Reproduce the part of the retirement age report starting with "Asians already recognize" and going on through "of their country.".
*** Provided passage ***
-- Retirement age increases needed to mitigate impact of aging populations
-- Greatest public support in Indonesia, Malaysia and Philippines; opposition in China
-- Official retirement ages rising in Asia, but some left behind amid region-wide growth
HONG KONG, May 22, 2014 /PRNewswire/ -- Official retirement ages across Asia are out-of-date and need to be raised say the majority of Asian investors, according to new research from Manulife.
The findings, taken from the Manulife Investor Sentiment Index* survey for the first quarter of 2014, show that just over half the Asian investors surveyed region-wide said they agreed with raising the retirement age, with a quarter disagreeing and the remainder undecided. Investors in Indonesia, Malaysia and Philippines were most in favor of such a move, with two-thirds or more saying yes. About half of those in Hong Kong also agreed. Only in mainland China was there a clear majority (64 per cent) who disagreed with an increase.
Asians already recognize there's a need to work beyond the normal retirement age in their respective locations, both to make ends meet and to enjoy a higher quality of life that comes with being actively engaged in the workplace and community. The survey shows 60 per cent of Asians expect to work either full- or part-time in retirement, with around 80 per cent viewing it as a way to stay connected and healthy, as well as a source of income. Those surveyed expect to work an average six years beyond the official retirement age of their country.
"The survey suggests Asian investors feel strongly that retirement ages have become outdated and should be raised," said Robert A. Cook, President and CEO, Manulife Asia. "We've just seen the same sentiment in the Australian government's decision to lift their official retirement age to 70 [from 65]. That's a bold move, likely to be looked at closely by other governments in this region."
*** Data lines ***
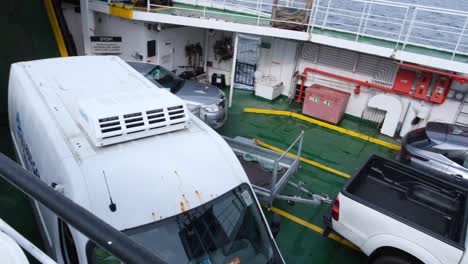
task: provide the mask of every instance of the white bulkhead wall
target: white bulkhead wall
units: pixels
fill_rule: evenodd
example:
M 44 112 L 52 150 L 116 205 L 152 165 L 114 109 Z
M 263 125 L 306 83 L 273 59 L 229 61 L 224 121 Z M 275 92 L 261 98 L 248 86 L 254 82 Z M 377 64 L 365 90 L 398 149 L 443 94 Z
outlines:
M 119 56 L 126 61 L 139 61 L 136 54 L 143 57 L 142 62 L 158 64 L 158 53 L 166 42 L 172 43 L 173 68 L 169 70 L 183 69 L 178 66 L 187 65 L 185 46 L 187 44 L 200 43 L 204 48 L 205 29 L 193 27 L 162 27 L 157 31 L 155 26 L 148 27 L 147 23 L 131 21 L 119 17 L 98 14 L 95 24 L 96 36 L 120 36 L 122 37 L 122 54 Z M 156 40 L 156 56 L 147 56 L 147 42 Z M 205 51 L 203 51 L 205 52 Z

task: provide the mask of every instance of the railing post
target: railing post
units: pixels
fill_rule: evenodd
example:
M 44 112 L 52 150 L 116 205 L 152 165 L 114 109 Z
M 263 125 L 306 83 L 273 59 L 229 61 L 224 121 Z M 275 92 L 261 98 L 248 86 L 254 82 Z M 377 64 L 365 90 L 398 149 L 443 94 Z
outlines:
M 273 205 L 273 200 L 275 196 L 275 191 L 276 191 L 276 182 L 278 181 L 278 166 L 279 166 L 279 160 L 275 160 L 273 162 L 273 177 L 271 179 L 271 189 L 270 189 L 270 207 Z
M 226 0 L 224 0 L 224 1 L 226 1 Z M 257 2 L 257 3 L 259 3 L 259 2 Z M 258 4 L 257 4 L 257 6 L 258 6 Z M 262 12 L 262 7 L 263 7 L 263 0 L 260 0 L 260 7 L 257 8 L 257 26 L 260 25 L 260 13 Z
M 372 6 L 369 7 L 369 12 L 370 12 L 371 8 L 372 8 Z M 361 15 L 361 20 L 359 21 L 358 33 L 356 34 L 356 41 L 359 40 L 359 33 L 361 33 L 362 21 L 364 20 L 364 14 L 366 13 L 366 9 L 367 9 L 367 2 L 364 2 L 364 9 L 362 9 L 362 15 Z M 367 16 L 367 19 L 369 19 L 368 16 Z M 366 25 L 367 25 L 367 22 L 366 22 Z
M 465 25 L 463 26 L 463 29 L 460 33 L 460 38 L 458 38 L 458 42 L 457 42 L 457 45 L 455 46 L 455 50 L 453 50 L 453 54 L 452 54 L 452 60 L 455 59 L 455 55 L 457 55 L 457 51 L 458 51 L 458 48 L 460 47 L 460 43 L 463 39 L 463 35 L 465 34 L 465 31 L 466 31 L 466 27 L 468 26 L 468 17 L 466 17 L 466 20 L 465 20 Z
M 332 1 L 332 0 L 328 0 L 327 11 L 325 11 L 325 18 L 323 19 L 323 23 L 322 23 L 322 27 L 321 27 L 322 29 L 323 29 L 323 27 L 326 26 L 326 24 L 327 24 L 328 13 L 330 12 L 331 1 Z
M 403 24 L 401 24 L 400 34 L 398 35 L 398 40 L 397 40 L 397 44 L 395 46 L 395 49 L 398 49 L 398 45 L 400 44 L 401 35 L 403 34 L 403 30 L 405 29 L 406 20 L 408 19 L 409 10 L 410 10 L 409 7 L 407 7 L 406 8 L 405 18 L 403 19 Z
M 405 50 L 405 47 L 408 44 L 409 38 L 411 36 L 411 32 L 413 31 L 414 21 L 416 20 L 417 16 L 418 16 L 418 8 L 416 7 L 416 8 L 414 8 L 413 17 L 411 18 L 411 22 L 410 22 L 410 25 L 409 25 L 409 28 L 408 28 L 408 32 L 406 32 L 405 42 L 403 43 L 403 47 L 401 48 L 401 50 Z
M 315 18 L 317 17 L 319 6 L 320 6 L 320 0 L 317 0 L 317 4 L 315 4 L 315 1 L 314 1 L 314 5 L 310 8 L 309 26 L 307 27 L 307 33 L 311 33 L 314 31 Z M 315 10 L 314 10 L 314 7 L 315 7 Z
***
* [Task solution]:
Asians already recognize there's a need to work beyond the normal retirement age in their respective locations, both to make ends meet and to enjoy a higher quality of life that comes with being actively engaged in the workplace and community. The survey shows 60 per cent of Asians expect to work either full- or part-time in retirement, with around 80 per cent viewing it as a way to stay connected and healthy, as well as a source of income. Those surveyed expect to work an average six years beyond the official retirement age of their country.